EXCERPTED PASSAGE =
◇ ◇ ◇ ◇ ◇

The National COVID-19 Clinical Evidence Taskforce today published three recommendations on the use of sotrovimab for the treatment of COVID-19 in adults who do not require oxygen and who have risk factors for disease progression. These are the first recommendations from the Taskforce to use a drug to treat patients with mild illness.
The Taskforce updated the sotrovimab recommendation after receiving access to additional data from the COMET-ICE Trial contained in the Clinical Study Report and the Australian Public Assessment Report (AusPAR).
The recommendations are:
Consider using sotrovimab for the treatment of COVID-19 within five days of symptom onset in adults who do not require oxygen and who have one or more risk factors for disease progression.
Based on the inclusion criteria of the trial, risk factors for disease progression include the following:
- Diabetes (requiring medication)
- Obesity (BMI > 30 kg/m2)
- Chronic kidney disease (i.e. eGFR < 60 by MDRD)
- Congestive heart failure (NYHA class II or greater)
- Chronic obstructive pulmonary disease (history of chronic bronchitis, chronic obstructive lung disease, or emphysema with dyspnoea on physical exertion)
- Moderate-to-severe asthma (requiring an inhaled steroid to control symptoms or prescribed a course of oral steroids in the previous 12 months)
- Age ≥ 55 years
Within the patient population for which sotrovimab is conditionally recommended for use (as listed above), decisions about the appropriateness of treatment with sotrovimab should be based on the patient’s individual risk of severe disease, on the basis of age or multiple risk factors, and COVID-19 vaccination status.
Consider using sotrovimab in unvaccinated or partially vaccinated patients and patients who are immunosuppressed regardless of vaccination status.
Do not routinely use sotrovimab in fully vaccinated patients unless immunosuppressed.
Given the absence of evidence evaluating the effectiveness of sotrovimab for key patient subgroups and SARS-CoV-2 variants of concern, rigorous data collection should be undertaken on indications and key outcomes for patients who receive treatment with sotrovimab.
Taskforce Executive Director Prof Julian Elliott said the monoclonal antibody therapy was a welcome addition to the Taskforce list of recommended treatments.
‘As the first recommendation from the Taskforce for the treatment of patients with mild COVID-19, these recommendations are an important milestone.
‘Sotrovimab has been conditionally recommended for patients with mild COVID-19 who are likely to progress to severe disease. In making these recommendations, the Taskforce was aware that clinicians need guidance for patients that were not included in the trial, particularly vaccinated and immunosuppressed patients. Given the absence of evidence in these subgroups the Taskforce has developed a consensus recommendation based on the combined experience of our multidisciplinary clinical experts.
‘We also recognise the need for further research and data collection to better understand the effects of sotrovimab in key patient subgroups and we look forward to further data and published evidence to inform our living recommendations.’
The Taskforce is currently developing specific recommendations on the use of sotrovimab for pregnant women, children and adolescents. These will be published in a future version of the guidelines.
A first of its kind, the National COVID-19 Clinical Evidence Taskforce was formed to provide a clear and consistent voice of cross-disciplinary consensus on the clinical care of people with COVID-19. The Taskforce comprises 32 peak health professional bodies and delivers ‘living’ guidelines developed by more than 250 of Australia’s leading clinical experts.

◇ ◇ ◇ ◇ ◇

WHAT YOU WILL DO =
1. According to the sotrovimab announcement, how many peak health professional bodies make up the Taskforce?
2. Reproduce the part of the sotrovimab announcement from "- Age ≥ 55 years" to "of vaccination status.", word for word.

SOURCE MATERIAL =

◇ ◇ ◇ ◇ ◇

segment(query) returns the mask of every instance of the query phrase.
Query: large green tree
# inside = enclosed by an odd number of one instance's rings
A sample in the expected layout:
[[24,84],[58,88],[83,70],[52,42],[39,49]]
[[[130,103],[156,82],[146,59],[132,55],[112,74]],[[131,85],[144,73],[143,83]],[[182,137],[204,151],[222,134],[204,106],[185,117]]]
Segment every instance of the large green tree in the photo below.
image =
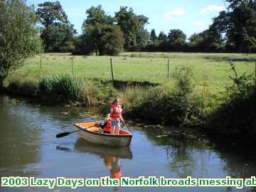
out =
[[60,3],[46,1],[39,4],[36,14],[39,16],[40,23],[43,26],[41,37],[46,51],[70,50],[69,49],[72,49],[72,47],[68,48],[68,45],[73,41],[76,31],[68,21]]
[[139,50],[149,41],[149,34],[144,28],[149,23],[149,18],[144,15],[137,15],[132,8],[120,7],[115,13],[117,25],[124,33],[125,39],[124,48],[127,50]]
[[38,46],[37,17],[23,0],[0,1],[0,88],[9,70],[20,66]]
[[228,48],[238,52],[250,52],[256,44],[256,2],[227,0],[230,5],[214,18],[213,26],[226,37]]
[[154,42],[155,41],[156,39],[158,39],[156,35],[156,31],[154,30],[154,28],[153,28],[151,30],[151,32],[150,33],[150,41]]
[[105,14],[101,6],[92,6],[86,11],[82,34],[76,45],[75,53],[117,55],[124,46],[123,33],[114,23],[114,18]]

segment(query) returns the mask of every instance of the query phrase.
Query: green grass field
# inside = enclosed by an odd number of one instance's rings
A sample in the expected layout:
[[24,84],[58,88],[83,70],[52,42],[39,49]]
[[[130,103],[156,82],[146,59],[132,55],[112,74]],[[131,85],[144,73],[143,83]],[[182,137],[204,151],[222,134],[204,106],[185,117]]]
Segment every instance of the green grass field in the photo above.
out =
[[[39,77],[43,74],[72,74],[72,55],[68,53],[45,53],[27,59],[24,65],[10,74]],[[122,53],[112,57],[114,78],[122,81],[167,82],[167,61],[169,59],[170,81],[176,69],[190,66],[199,86],[203,82],[212,92],[224,90],[233,73],[230,63],[235,64],[238,75],[255,73],[256,54],[185,53]],[[111,80],[110,56],[73,56],[76,77],[85,79]]]

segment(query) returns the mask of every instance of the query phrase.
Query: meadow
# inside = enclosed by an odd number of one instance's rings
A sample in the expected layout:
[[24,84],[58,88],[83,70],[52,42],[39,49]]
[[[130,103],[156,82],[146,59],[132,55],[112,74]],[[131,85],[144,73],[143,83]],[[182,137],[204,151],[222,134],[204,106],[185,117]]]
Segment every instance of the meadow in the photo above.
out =
[[[37,78],[42,75],[73,73],[85,80],[110,81],[110,58],[43,53],[41,68],[41,55],[37,55],[26,60],[23,65],[12,71],[10,76]],[[210,92],[219,92],[225,90],[231,82],[230,76],[234,75],[230,63],[235,65],[239,75],[244,73],[254,74],[256,54],[126,52],[112,59],[117,80],[164,84],[167,82],[169,60],[169,82],[172,82],[177,69],[190,67],[198,87],[203,86]]]

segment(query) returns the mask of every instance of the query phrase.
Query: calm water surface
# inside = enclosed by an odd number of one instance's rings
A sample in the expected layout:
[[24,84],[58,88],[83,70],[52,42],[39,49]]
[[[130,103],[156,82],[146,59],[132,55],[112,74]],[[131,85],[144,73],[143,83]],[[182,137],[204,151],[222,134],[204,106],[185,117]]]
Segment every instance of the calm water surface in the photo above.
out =
[[[87,143],[73,124],[102,121],[85,108],[42,107],[0,95],[0,176],[100,178],[141,176],[166,178],[256,176],[255,151],[235,143],[217,144],[179,129],[130,122],[130,149]],[[99,188],[100,191],[251,191],[235,188]],[[0,188],[0,191],[74,191],[69,188]],[[95,191],[78,187],[75,191]]]

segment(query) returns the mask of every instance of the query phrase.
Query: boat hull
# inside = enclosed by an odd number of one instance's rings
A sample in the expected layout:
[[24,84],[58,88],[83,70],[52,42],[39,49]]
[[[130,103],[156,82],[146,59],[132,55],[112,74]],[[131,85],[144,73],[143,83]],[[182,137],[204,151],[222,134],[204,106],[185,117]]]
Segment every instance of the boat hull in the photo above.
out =
[[129,146],[132,134],[124,129],[119,130],[119,134],[104,134],[99,132],[100,129],[96,122],[75,124],[80,132],[80,137],[85,140],[99,144],[112,146]]

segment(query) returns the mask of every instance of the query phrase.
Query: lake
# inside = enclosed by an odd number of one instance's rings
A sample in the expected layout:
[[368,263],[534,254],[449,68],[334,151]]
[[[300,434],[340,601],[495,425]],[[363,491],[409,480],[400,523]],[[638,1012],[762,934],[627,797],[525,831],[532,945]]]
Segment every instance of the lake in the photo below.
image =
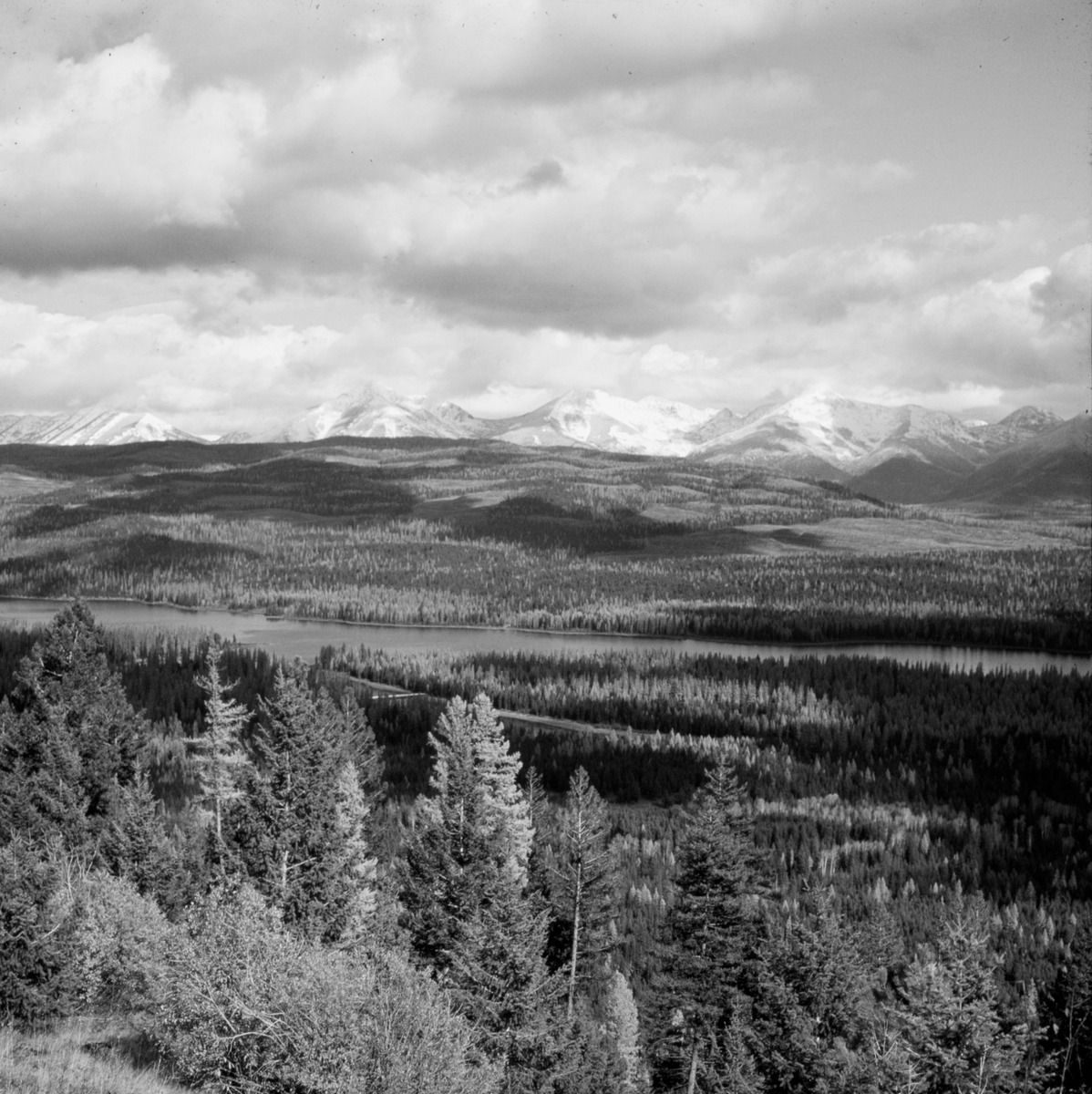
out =
[[[46,625],[63,601],[0,597],[0,625]],[[729,657],[891,657],[903,664],[948,665],[956,671],[995,670],[1037,672],[1055,667],[1092,674],[1092,655],[1034,653],[1025,650],[983,650],[967,647],[845,643],[791,645],[764,642],[719,642],[696,638],[638,635],[596,635],[583,631],[535,631],[489,627],[394,627],[339,622],[330,619],[269,618],[260,613],[220,608],[178,608],[132,601],[88,601],[104,627],[133,630],[182,630],[216,633],[242,645],[259,647],[281,657],[311,662],[324,645],[370,645],[387,650],[527,650],[535,653],[584,653],[602,650],[677,650],[679,653],[719,653]]]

◇ ◇ ◇ ◇ ◇

RESPONSES PER TASK =
1. 32

2.
- Age ≥ 55 years
Within the patient population for which sotrovimab is conditionally recommended for use (as listed above), decisions about the appropriateness of treatment with sotrovimab should be based on the patient’s individual risk of severe disease, on the basis of age or multiple risk factors, and COVID-19 vaccination status.
Consider using sotrovimab in unvaccinated or partially vaccinated patients and patients who are immunosuppressed regardless of vaccination status.